§ Aim
Copy out the entries starting at the top and ending at the line that contains "point(14, 302)", replacing "foreground" with "background" and leaving everything else unchanged.

• • • • • • •

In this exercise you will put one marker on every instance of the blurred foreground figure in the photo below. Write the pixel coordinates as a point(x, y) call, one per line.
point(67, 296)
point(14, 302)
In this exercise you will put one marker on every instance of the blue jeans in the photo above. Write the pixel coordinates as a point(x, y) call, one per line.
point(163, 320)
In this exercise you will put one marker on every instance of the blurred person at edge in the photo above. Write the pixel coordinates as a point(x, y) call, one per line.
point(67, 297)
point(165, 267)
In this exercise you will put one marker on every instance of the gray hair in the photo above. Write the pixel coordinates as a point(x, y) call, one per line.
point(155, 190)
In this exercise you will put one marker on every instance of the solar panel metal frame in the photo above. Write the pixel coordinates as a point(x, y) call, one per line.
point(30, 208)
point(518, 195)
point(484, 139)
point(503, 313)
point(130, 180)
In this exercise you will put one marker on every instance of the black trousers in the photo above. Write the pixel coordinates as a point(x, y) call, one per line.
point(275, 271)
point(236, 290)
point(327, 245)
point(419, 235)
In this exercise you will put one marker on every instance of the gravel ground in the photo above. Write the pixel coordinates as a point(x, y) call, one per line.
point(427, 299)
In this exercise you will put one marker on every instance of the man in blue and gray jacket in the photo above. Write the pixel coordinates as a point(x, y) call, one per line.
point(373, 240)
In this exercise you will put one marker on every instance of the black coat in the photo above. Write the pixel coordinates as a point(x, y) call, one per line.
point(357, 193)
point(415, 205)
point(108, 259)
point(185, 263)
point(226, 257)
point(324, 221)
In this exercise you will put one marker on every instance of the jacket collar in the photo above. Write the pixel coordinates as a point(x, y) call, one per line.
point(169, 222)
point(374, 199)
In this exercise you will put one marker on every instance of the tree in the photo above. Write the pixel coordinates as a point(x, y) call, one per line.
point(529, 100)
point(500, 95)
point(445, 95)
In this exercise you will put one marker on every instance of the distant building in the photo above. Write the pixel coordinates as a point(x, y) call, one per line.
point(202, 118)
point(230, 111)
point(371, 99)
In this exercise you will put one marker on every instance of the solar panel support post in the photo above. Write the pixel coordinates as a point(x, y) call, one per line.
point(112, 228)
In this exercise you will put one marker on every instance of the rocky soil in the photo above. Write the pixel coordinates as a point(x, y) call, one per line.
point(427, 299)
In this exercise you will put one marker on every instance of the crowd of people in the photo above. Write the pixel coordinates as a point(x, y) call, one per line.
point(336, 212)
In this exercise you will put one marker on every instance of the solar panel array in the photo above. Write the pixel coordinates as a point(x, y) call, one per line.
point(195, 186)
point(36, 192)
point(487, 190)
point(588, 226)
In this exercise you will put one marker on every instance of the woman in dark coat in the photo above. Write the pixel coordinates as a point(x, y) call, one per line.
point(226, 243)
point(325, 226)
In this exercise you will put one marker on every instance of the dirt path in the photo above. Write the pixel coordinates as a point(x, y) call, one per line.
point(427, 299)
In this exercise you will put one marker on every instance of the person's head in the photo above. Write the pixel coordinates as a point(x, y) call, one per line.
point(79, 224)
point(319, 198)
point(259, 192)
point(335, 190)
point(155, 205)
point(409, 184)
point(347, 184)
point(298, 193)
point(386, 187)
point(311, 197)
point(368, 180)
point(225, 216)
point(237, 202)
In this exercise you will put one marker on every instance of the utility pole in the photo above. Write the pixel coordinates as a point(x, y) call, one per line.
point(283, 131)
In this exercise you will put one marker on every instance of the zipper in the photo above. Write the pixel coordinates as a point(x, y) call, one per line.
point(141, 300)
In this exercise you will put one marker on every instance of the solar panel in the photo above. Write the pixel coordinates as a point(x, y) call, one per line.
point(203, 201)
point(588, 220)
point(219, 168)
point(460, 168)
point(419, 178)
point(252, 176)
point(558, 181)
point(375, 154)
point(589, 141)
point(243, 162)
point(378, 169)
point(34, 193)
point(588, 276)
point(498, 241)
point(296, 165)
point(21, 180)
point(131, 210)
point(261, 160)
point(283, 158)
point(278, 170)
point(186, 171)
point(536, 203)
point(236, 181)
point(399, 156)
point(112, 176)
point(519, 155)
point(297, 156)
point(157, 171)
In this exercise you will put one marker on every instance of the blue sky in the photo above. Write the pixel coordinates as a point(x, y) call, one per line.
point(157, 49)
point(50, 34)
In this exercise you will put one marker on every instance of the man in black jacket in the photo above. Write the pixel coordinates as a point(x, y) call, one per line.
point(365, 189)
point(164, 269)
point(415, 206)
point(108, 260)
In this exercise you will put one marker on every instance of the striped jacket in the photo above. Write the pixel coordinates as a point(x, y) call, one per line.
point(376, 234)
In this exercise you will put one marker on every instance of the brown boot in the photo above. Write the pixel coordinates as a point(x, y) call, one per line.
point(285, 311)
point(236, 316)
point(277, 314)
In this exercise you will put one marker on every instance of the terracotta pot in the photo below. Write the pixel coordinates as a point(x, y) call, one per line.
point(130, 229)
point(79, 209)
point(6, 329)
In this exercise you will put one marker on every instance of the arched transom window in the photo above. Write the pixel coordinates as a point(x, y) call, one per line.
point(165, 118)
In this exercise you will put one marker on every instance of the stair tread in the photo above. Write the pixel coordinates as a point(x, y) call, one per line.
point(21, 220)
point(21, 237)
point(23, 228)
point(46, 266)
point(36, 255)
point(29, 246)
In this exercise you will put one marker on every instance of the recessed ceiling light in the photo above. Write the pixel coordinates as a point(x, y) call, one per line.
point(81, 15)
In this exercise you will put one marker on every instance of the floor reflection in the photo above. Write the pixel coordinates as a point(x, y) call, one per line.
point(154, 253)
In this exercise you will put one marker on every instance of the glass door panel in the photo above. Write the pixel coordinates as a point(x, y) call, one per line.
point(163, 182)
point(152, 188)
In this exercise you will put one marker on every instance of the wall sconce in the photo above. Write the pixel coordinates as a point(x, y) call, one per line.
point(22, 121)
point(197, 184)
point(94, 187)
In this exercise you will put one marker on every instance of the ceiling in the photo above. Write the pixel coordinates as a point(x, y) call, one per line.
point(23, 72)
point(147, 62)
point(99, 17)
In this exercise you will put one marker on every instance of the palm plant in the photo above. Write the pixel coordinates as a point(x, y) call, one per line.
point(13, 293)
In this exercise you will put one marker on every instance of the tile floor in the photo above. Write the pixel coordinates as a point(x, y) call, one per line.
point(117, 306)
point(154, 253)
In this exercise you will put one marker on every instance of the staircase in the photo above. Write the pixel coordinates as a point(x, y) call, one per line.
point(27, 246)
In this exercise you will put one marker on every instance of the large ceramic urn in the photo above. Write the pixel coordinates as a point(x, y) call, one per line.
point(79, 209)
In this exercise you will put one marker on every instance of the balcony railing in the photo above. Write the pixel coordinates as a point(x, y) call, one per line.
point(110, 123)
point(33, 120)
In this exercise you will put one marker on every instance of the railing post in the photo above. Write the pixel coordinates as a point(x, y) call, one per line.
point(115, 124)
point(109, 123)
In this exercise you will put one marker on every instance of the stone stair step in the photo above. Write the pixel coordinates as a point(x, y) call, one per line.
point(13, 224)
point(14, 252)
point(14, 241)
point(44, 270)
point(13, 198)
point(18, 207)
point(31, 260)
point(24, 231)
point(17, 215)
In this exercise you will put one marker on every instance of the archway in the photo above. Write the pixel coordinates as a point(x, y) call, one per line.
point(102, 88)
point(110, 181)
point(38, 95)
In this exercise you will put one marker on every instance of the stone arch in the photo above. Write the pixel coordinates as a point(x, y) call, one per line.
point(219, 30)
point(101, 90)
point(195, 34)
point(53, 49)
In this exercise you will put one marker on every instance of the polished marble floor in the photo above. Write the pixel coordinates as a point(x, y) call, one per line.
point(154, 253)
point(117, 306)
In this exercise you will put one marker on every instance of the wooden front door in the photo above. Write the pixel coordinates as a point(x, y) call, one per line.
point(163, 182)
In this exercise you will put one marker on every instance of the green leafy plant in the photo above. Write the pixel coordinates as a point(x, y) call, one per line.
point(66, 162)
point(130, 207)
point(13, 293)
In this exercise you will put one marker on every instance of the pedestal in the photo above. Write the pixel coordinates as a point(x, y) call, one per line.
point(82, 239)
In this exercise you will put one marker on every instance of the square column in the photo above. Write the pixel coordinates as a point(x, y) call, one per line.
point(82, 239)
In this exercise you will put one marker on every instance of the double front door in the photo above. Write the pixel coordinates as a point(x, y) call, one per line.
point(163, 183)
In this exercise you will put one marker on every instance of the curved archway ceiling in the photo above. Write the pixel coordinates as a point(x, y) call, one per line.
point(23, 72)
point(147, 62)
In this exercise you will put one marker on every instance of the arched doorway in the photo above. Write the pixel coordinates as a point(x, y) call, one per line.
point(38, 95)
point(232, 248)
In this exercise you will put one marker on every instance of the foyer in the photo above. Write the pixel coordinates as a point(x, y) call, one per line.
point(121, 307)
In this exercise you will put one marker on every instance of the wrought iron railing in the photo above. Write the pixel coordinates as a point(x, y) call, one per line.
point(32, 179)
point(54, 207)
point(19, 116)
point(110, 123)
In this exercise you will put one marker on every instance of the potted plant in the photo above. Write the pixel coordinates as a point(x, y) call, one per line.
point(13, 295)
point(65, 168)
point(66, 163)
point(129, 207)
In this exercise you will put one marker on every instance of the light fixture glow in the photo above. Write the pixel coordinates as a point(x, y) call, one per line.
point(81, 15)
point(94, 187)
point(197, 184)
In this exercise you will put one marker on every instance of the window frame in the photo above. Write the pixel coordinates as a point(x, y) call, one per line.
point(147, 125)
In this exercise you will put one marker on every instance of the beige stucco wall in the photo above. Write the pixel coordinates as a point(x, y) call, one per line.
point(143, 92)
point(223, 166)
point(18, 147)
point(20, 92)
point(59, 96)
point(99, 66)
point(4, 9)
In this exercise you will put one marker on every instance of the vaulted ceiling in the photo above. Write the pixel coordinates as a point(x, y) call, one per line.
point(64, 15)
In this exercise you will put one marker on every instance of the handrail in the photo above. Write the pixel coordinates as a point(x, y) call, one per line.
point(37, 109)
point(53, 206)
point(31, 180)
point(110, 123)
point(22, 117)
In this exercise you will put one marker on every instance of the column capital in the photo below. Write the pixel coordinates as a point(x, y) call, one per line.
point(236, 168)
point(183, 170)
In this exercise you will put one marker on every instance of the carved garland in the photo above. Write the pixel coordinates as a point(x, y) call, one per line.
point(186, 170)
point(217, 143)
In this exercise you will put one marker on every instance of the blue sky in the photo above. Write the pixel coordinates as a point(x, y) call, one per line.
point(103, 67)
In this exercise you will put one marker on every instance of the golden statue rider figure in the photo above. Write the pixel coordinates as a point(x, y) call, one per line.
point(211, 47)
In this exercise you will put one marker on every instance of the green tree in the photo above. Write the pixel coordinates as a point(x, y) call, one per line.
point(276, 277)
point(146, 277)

• • • • • • •

§ Worked answer
In this exercise you will put one marker on every instance of the blurred background figure in the photo below. Write the pixel coordinates as a point(x, y) call, one per line.
point(67, 296)
point(14, 302)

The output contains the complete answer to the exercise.